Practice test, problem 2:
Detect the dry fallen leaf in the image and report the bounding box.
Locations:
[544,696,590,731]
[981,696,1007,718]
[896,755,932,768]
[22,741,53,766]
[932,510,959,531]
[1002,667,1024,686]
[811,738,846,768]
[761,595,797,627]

┄┄┄┄┄┄┄┄┄┄

**WHAT THE TASK REQUIRES**
Rewrite the listing above, changing "dry fallen leaf" to "brown leaf" and leaving everything else the same.

**SOLUTION TO THE EXERCISE**
Practice test, problem 2:
Detect the brown leaf in the image and report the bounding box.
Locations:
[544,696,590,731]
[981,696,1007,718]
[896,755,932,768]
[22,741,53,766]
[932,510,959,531]
[1002,667,1024,686]
[811,738,846,768]
[761,595,797,627]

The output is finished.